- GIVEN EXERCISE: Swap "tagging" for "marking" everywhere in the material below and leave every other word unchanged.

(Stored data)
++++++++++

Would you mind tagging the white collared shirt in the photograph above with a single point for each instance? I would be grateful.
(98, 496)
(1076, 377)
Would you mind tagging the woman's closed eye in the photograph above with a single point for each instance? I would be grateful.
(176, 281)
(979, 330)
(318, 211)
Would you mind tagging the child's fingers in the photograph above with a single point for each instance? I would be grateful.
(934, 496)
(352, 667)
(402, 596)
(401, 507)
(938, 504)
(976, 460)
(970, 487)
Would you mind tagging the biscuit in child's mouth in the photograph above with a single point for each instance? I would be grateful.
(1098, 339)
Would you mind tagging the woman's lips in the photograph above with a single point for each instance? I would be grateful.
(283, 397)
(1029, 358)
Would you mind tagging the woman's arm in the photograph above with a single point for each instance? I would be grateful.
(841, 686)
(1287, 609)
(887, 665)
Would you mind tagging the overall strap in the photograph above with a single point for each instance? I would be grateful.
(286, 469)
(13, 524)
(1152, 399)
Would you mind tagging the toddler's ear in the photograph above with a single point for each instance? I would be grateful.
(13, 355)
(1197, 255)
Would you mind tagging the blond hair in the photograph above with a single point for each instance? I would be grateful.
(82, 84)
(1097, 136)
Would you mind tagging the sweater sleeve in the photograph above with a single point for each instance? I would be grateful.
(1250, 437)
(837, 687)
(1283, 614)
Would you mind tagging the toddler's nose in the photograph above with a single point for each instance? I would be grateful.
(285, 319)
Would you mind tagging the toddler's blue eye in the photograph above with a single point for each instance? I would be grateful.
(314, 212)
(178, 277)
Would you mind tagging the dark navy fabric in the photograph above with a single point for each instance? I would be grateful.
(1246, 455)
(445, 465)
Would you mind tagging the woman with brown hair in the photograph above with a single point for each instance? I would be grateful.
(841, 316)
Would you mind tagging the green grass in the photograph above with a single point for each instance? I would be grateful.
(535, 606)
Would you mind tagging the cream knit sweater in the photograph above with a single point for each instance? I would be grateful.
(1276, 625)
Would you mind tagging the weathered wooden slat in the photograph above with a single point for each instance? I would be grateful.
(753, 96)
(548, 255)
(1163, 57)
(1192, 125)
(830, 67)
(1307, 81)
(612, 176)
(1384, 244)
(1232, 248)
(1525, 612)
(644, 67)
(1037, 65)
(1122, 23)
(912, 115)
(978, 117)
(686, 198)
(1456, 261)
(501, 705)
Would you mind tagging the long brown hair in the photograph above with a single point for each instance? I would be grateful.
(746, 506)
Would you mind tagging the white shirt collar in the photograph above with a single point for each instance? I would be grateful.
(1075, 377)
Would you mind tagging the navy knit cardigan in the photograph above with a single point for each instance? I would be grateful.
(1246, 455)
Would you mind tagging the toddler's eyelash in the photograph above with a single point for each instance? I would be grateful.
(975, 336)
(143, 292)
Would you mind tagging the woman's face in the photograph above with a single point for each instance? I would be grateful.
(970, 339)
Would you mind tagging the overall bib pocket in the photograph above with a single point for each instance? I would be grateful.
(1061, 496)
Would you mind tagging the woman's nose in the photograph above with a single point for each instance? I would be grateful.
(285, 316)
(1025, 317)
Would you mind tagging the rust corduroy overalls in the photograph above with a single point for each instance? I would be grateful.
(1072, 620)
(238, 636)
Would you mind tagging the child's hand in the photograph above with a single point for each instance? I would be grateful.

++++++++++

- OUTPUT OF THE EXERCISE:
Would you mind marking the white collared shirt in the photograph above with a single point for each instance? I would be grateful.
(98, 496)
(1076, 377)
Would you mind marking the woman's closed eye in the photograph above with a single point for each instance? I would be grateful.
(176, 281)
(979, 330)
(318, 211)
Would you mind marking the child's fingers in the photograph above with a single point for each instance? I would be grateful.
(934, 496)
(352, 667)
(402, 596)
(401, 507)
(938, 504)
(976, 460)
(970, 487)
Would you mind marking the biscuit in child's mouth in the photograph above with a single point for each instance? I would be grateful.
(1098, 339)
Would you mind marking the woman's lips in the photograph above with a single point for each instance? I would be grateful.
(283, 397)
(1029, 358)
Would you mind marking the woman's arm in the photograph above with a single point for each instance? I would be grateful.
(841, 686)
(1287, 609)
(887, 665)
Would you mind marking the overall strap in the photograph above with a single point for each instance? I would be grateful.
(286, 469)
(13, 524)
(1152, 399)
Would you mind marking the toddler's ear in the photograph above with a single point for each instance? I would be grateful.
(13, 355)
(1197, 255)
Would you mind marking the blond hair in the photograph above with a single point for each instance? I would be grateful.
(82, 84)
(1097, 136)
Would you mind marking the sweater sleeve in the photograph above with a single point for each instance? I would be grateful.
(1250, 437)
(837, 687)
(1283, 614)
Would you mind marking the toddler's nose in the photograph above with a single point for each instance? I would be grateful.
(285, 319)
Would you mind marking the toddler's blue eye in the photograph above with a single point for each instance? I would be grateful.
(314, 212)
(178, 277)
Would you mind marking the dark navy fabric in the photograph above with a single point for each instance? I would be grateful.
(1246, 455)
(445, 465)
Would you mind marking the woman with brown hair in the photograph above with a single point for each instance? I would be grateful.
(841, 316)
Would you mind marking the green grass in the photograph above with a single point for each instance? I would be grateful.
(535, 606)
Would you mind marking the cream knit sweater in the photograph above with a single point for each instance? I would be grateful.
(1276, 625)
Would you mind marking the weathered wooden slat in the photograph above with a single point for each instance? I would be grateful.
(753, 96)
(548, 255)
(1163, 57)
(1192, 125)
(830, 67)
(1307, 81)
(612, 176)
(1384, 244)
(1232, 248)
(1525, 612)
(644, 67)
(1037, 65)
(1122, 23)
(912, 115)
(978, 117)
(686, 198)
(1456, 261)
(501, 705)
Would you mind marking the long brown hair in the photograph above with a single point for each instance? I would be grateful.
(746, 506)
Would you mind marking the white shirt collar in the photograph above with a single point for each instance? I would be grateful.
(1075, 377)
Would you mind marking the navy knit cardigan in the photograph above with a single point for each instance? I would be grateful.
(1246, 455)
Would you mind marking the toddler's eyelash in the photograph above with a single point for each instance? I would be grateful.
(975, 336)
(143, 292)
Would you mind marking the woman's face in the photograph above with a single point for each instance? I would be grateful.
(970, 339)
Would you mind marking the overall bib pocket in the photograph above with a single point for each instance? I would be grateful.
(1061, 496)
Would you mind marking the woman's nose in the photograph above with a single point for each instance? I would be grateful.
(285, 316)
(1025, 317)
Would you mind marking the rust corduroy overalls in the photograph above with a single point for each instance? I would be grateful.
(1072, 620)
(238, 636)
Would you mind marking the child's hand in the photograph above with a single point for each instance? I would be grateful.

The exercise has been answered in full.